TASK INPUT:
Begin

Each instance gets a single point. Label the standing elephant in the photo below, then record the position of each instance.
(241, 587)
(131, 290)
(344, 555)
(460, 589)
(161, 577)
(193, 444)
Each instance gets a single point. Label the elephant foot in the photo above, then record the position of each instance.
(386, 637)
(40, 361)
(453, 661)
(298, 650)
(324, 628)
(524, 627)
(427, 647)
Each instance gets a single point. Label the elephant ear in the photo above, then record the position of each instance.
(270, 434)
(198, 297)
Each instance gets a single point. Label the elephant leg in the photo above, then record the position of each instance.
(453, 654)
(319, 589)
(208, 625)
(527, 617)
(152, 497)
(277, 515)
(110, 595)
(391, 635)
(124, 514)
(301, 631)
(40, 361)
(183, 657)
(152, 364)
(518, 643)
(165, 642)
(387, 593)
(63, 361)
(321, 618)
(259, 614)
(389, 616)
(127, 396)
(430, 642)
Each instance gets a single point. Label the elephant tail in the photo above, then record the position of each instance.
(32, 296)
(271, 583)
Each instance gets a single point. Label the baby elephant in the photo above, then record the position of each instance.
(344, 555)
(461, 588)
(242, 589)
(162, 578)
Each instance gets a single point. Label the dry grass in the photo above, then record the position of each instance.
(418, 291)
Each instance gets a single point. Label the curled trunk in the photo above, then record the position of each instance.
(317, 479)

End
Begin

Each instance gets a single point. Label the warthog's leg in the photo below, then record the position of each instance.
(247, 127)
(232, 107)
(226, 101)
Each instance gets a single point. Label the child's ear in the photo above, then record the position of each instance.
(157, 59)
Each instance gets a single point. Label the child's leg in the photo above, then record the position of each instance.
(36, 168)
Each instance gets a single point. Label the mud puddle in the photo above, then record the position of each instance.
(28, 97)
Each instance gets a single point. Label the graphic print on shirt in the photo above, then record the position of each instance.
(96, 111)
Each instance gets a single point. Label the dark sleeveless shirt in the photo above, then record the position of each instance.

End

Lay out the records starting at the line that contains "Each instance gets a single point. Label the child's leg" and ending at the line that contains "Each instance gets a single point. Label the dark" as a Markdown table with the columns Row and Line, numbering each row and leaving out blank lines.

| Row | Line |
|---|---|
| 1 | Each instance gets a single point. Label the child's leg in the photo above, then record the position of each instance. |
| 2 | (36, 168) |
| 3 | Each instance gets a single point. Label the mud puddle in the photo above, then record the position of each instance. |
| 4 | (28, 97) |
| 5 | Each instance gets a single point. Label the graphic print on shirt in the photo above, then record the position of each instance. |
| 6 | (96, 111) |
| 7 | Each instance gets a single point. Label the dark sleeveless shirt in the photo above, then record the position of each instance. |